[The request]
Quote the material below verbatim, line for line, and omit the pictures from your reply.

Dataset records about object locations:
- - - - - - -
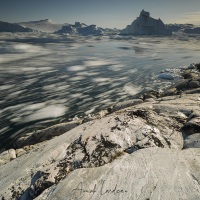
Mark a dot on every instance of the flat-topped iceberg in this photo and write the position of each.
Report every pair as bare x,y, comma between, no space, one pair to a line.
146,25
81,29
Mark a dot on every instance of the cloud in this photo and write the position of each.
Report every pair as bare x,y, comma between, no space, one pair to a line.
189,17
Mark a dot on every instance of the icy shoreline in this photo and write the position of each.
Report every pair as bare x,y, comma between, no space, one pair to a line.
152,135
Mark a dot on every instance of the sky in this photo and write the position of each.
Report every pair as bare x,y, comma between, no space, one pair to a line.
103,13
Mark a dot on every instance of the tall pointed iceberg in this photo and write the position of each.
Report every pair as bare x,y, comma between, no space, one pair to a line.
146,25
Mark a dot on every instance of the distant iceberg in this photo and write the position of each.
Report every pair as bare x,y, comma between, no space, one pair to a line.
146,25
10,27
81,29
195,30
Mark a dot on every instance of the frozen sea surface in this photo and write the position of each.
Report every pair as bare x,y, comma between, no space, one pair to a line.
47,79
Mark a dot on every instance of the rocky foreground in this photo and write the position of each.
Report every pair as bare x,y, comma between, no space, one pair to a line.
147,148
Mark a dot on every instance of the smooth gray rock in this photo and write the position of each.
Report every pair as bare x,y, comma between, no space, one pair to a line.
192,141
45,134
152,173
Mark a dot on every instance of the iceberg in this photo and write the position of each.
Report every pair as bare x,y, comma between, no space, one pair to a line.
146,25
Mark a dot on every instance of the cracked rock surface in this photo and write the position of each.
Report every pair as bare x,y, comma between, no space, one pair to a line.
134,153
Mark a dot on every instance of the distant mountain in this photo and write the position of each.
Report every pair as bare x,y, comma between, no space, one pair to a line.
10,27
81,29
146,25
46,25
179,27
- - - - - - -
[Final result]
Mark a dot on every instance of the flat-topped iceberg in this photo and write the position of each.
Report every pair as bare x,y, comma between, no space, one pair to a line.
146,25
81,29
Mark a dot on every instance of the cloud in this photo and write the position of each.
Report every pair as bare x,y, comma between, no space, one pair to a line.
189,17
Mark a dot on every instance of the icy shoreline in this photo and write the position of each.
Report every pair as bare x,y, comma between, no space, one pair to a line.
152,135
Mark a dot on every instance of the sky in this photo and write the position of each.
Report every pair as bare x,y, comma between, no space, one pair to a line.
103,13
Mark a dot on every instance of the tall pointed iceberg in this photo and write the position of each.
Report every pair as bare x,y, comma between, no space, one pair to a line.
146,25
Mark a dot on every instance of the distant iceberg in this photo and write the position of each.
Report every pair as bare x,y, comma between, no space, one pair to a line.
146,25
10,27
81,29
195,30
Mark a dot on every instance of the frozen sea surface in this photo and write the position of each.
Report every pair as bare x,y, comma between, no space, one pair to a line.
47,79
Mark a dot on every instance of the rocky foreground in this photo and write the position of each.
Report every pair as bare x,y, comma between, no space, one pair to a line.
147,148
Mark a dot on every instance of the smooth gray rock in this photo and write the position of each.
Report every pair as bare x,y, comma between, no space, one pair to a line.
192,141
45,134
152,173
Mark a dot on every instance of the iceberg in this photo and write the position of each.
Report every pair as bare x,y, comma between, no space, one pair to a line.
146,25
Mark a dot on every instance of the cracked rock surface in this photo and write the position of each.
Report every pair as bare x,y, comma between, no space, one pair to a line.
134,153
Mark a dot on every instance of the distant mountain in this photo and write the position of each.
Report every pair as bare x,y, comma between, no space, one pair to a line.
10,27
81,29
146,25
46,25
179,27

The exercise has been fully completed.